Items for identifying locations:
########################################

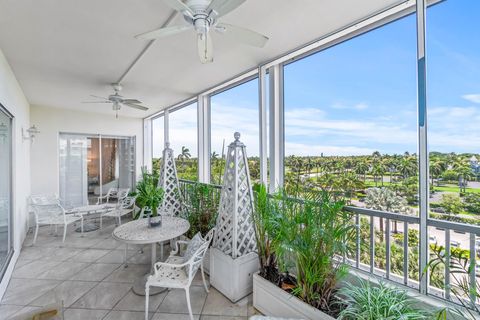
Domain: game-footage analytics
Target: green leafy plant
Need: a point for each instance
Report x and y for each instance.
(452, 203)
(265, 219)
(312, 236)
(460, 287)
(367, 301)
(202, 202)
(148, 194)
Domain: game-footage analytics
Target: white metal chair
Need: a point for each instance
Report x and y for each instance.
(48, 211)
(177, 273)
(111, 194)
(125, 207)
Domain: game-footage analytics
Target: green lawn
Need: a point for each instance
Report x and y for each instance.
(453, 188)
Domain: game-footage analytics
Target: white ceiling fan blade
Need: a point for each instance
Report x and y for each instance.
(205, 47)
(243, 35)
(162, 32)
(134, 101)
(179, 6)
(136, 106)
(94, 96)
(222, 7)
(96, 102)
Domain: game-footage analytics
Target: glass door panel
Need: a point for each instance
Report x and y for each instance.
(5, 190)
(73, 170)
(93, 169)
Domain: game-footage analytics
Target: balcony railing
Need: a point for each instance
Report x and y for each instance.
(379, 224)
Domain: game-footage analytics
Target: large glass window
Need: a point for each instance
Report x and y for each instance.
(158, 141)
(233, 110)
(183, 133)
(5, 189)
(91, 165)
(453, 94)
(454, 108)
(351, 129)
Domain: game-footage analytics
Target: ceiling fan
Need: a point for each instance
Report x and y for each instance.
(202, 16)
(117, 100)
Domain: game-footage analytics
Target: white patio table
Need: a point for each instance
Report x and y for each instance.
(90, 209)
(138, 232)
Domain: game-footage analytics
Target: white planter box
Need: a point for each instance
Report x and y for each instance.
(206, 262)
(273, 301)
(233, 277)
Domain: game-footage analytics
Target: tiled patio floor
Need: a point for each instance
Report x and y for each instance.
(87, 274)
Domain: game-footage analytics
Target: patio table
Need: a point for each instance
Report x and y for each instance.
(138, 232)
(90, 209)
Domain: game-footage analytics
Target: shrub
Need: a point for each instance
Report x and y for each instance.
(367, 302)
(312, 234)
(451, 203)
(202, 202)
(472, 202)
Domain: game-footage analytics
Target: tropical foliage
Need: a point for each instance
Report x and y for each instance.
(367, 301)
(201, 207)
(148, 194)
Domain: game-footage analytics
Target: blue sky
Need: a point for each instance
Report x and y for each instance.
(360, 96)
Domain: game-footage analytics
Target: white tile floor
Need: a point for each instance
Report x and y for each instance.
(88, 276)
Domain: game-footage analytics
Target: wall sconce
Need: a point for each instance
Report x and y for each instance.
(30, 133)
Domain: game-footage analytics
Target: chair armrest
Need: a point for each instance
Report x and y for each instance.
(170, 265)
(177, 247)
(102, 197)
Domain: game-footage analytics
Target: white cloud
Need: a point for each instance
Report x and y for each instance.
(475, 98)
(300, 149)
(358, 106)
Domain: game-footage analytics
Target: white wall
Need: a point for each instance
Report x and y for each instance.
(13, 99)
(52, 121)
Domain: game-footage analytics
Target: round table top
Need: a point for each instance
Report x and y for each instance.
(138, 232)
(92, 207)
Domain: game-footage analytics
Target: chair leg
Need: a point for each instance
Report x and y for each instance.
(126, 255)
(36, 233)
(203, 278)
(147, 293)
(81, 226)
(187, 294)
(64, 232)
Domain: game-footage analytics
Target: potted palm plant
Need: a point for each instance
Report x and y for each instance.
(307, 238)
(201, 204)
(149, 196)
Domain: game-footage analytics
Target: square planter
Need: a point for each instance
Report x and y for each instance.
(274, 301)
(233, 277)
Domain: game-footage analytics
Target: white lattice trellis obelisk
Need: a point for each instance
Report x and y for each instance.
(169, 183)
(233, 256)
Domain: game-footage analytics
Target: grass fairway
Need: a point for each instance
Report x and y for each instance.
(452, 188)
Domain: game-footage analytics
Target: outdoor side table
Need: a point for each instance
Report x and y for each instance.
(137, 232)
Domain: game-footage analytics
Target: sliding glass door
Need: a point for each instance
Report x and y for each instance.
(92, 165)
(6, 248)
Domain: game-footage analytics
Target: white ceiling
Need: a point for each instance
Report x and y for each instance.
(64, 50)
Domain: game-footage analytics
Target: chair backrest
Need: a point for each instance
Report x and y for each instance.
(47, 211)
(209, 236)
(127, 202)
(122, 193)
(197, 258)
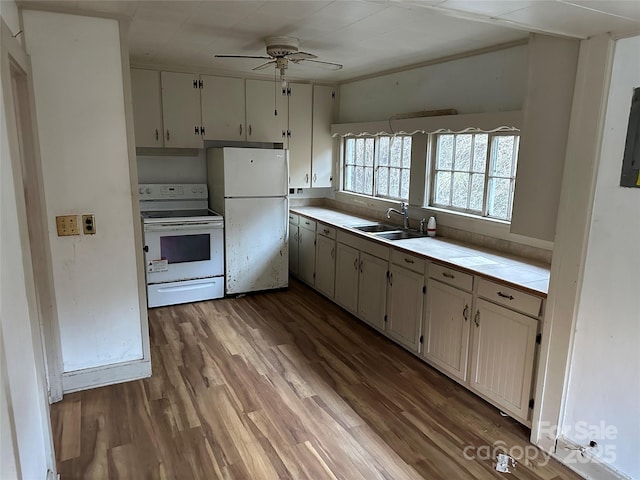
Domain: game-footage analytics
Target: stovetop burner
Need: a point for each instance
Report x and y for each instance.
(178, 213)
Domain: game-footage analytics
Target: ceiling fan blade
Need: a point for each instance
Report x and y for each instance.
(301, 56)
(242, 56)
(264, 65)
(320, 63)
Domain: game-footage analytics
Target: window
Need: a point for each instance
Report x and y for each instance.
(475, 173)
(378, 166)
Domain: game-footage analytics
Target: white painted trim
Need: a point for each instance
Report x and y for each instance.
(483, 121)
(589, 466)
(107, 375)
(567, 267)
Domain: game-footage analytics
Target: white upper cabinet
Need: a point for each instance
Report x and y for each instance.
(322, 142)
(181, 110)
(299, 135)
(264, 98)
(223, 105)
(147, 108)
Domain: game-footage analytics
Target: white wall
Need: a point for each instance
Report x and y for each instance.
(491, 82)
(604, 383)
(26, 445)
(78, 84)
(172, 168)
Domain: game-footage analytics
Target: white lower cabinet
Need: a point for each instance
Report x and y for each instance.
(325, 261)
(503, 350)
(404, 306)
(446, 328)
(347, 273)
(372, 290)
(293, 243)
(307, 251)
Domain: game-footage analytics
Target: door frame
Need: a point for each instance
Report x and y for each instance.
(24, 145)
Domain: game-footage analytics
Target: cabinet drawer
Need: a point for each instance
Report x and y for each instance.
(326, 230)
(410, 262)
(452, 277)
(510, 297)
(308, 224)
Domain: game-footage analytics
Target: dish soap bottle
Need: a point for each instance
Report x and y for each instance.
(431, 227)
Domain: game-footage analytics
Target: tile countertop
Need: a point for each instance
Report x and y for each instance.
(518, 272)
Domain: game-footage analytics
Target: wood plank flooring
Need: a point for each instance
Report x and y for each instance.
(283, 385)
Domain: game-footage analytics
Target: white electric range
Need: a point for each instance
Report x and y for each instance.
(184, 244)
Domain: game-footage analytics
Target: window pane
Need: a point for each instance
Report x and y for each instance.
(498, 206)
(383, 181)
(463, 152)
(349, 151)
(404, 185)
(383, 151)
(460, 190)
(349, 179)
(406, 152)
(445, 152)
(359, 180)
(480, 152)
(359, 151)
(368, 158)
(477, 192)
(394, 182)
(442, 187)
(396, 151)
(368, 181)
(503, 155)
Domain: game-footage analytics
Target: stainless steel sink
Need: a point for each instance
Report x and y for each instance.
(399, 235)
(376, 228)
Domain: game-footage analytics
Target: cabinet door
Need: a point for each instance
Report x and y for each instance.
(347, 273)
(503, 348)
(222, 101)
(264, 99)
(372, 290)
(325, 265)
(446, 328)
(300, 107)
(406, 297)
(181, 110)
(322, 142)
(306, 255)
(293, 249)
(147, 107)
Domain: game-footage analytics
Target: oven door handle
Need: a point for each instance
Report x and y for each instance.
(160, 227)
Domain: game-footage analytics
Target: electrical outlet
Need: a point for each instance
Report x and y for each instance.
(67, 225)
(89, 224)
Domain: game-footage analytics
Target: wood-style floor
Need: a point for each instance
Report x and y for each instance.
(283, 385)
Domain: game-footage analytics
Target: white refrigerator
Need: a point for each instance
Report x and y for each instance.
(250, 186)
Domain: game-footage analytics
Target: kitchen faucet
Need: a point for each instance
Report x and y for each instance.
(404, 211)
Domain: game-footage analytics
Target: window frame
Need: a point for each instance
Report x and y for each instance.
(431, 170)
(376, 167)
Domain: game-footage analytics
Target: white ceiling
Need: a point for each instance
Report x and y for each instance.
(366, 36)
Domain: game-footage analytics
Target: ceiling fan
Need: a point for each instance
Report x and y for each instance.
(280, 51)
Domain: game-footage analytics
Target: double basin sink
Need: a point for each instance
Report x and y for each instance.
(388, 232)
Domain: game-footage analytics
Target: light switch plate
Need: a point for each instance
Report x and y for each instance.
(67, 225)
(89, 224)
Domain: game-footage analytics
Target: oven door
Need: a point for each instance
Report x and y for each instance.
(177, 252)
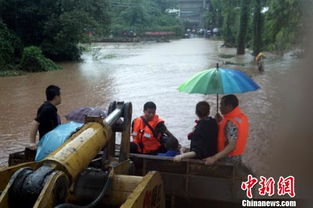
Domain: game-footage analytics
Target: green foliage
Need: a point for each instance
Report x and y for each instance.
(33, 60)
(141, 16)
(279, 29)
(257, 28)
(9, 46)
(244, 18)
(283, 24)
(57, 26)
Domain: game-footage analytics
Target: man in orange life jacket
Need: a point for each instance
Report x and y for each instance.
(233, 132)
(147, 131)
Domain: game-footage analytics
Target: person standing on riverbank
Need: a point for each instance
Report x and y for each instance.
(47, 117)
(233, 132)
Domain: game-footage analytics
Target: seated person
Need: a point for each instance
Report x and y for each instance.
(147, 131)
(204, 136)
(171, 146)
(233, 132)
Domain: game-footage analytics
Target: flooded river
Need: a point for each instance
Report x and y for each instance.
(140, 72)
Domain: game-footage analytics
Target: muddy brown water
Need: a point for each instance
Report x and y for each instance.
(140, 72)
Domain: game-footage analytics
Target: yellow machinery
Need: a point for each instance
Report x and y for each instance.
(84, 171)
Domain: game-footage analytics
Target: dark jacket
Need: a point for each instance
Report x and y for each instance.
(204, 138)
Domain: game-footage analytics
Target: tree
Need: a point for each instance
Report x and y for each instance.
(244, 15)
(45, 23)
(257, 28)
(284, 24)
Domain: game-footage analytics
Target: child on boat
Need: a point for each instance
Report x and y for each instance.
(204, 136)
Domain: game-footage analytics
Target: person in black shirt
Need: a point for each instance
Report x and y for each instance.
(47, 117)
(204, 137)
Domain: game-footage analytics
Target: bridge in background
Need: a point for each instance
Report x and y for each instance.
(193, 10)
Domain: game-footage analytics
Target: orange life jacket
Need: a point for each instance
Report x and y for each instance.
(241, 121)
(143, 136)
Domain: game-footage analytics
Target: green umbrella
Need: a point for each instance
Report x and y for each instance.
(218, 81)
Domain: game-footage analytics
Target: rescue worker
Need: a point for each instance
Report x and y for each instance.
(233, 132)
(47, 117)
(148, 131)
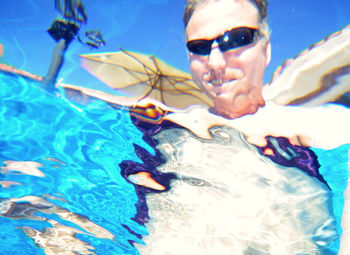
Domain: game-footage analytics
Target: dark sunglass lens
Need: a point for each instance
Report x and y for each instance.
(200, 47)
(235, 38)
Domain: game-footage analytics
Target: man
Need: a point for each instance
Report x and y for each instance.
(231, 74)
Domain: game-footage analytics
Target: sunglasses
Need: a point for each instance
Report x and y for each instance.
(234, 38)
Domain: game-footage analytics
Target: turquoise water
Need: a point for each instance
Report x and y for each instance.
(79, 149)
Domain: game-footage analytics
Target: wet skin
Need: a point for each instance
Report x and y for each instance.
(232, 79)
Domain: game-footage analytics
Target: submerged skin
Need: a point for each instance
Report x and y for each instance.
(240, 70)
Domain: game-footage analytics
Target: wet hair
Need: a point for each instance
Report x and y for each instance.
(261, 5)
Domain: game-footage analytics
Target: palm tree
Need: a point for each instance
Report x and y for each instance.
(63, 30)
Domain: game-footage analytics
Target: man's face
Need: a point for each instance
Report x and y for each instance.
(232, 79)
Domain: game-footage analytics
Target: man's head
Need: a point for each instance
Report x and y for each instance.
(231, 70)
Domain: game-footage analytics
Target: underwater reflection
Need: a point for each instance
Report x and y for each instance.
(58, 238)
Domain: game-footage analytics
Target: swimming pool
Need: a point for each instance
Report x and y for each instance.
(70, 185)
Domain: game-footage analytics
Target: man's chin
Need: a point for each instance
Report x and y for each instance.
(235, 112)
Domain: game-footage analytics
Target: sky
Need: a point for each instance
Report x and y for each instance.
(151, 27)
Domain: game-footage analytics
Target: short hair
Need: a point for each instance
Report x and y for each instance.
(261, 5)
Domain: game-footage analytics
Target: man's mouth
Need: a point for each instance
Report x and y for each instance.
(216, 83)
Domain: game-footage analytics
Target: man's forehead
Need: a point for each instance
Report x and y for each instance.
(215, 17)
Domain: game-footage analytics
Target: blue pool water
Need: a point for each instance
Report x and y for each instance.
(79, 148)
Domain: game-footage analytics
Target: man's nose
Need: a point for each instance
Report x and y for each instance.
(216, 59)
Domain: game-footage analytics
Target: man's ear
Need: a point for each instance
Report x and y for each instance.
(267, 52)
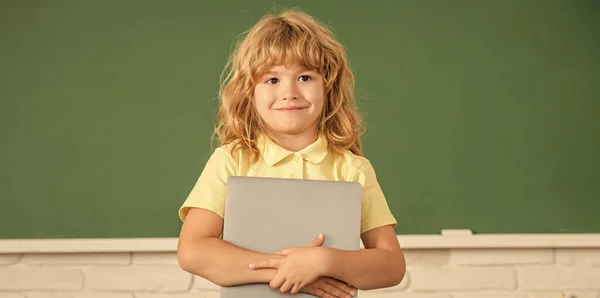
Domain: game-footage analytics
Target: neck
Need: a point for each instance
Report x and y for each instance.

########################################

(Written task)
From the listing above, extract every line that contains the string "jacket".

(Exercise solution)
Target: man in orange life jacket
Target: dark jacket
Target: orange life jacket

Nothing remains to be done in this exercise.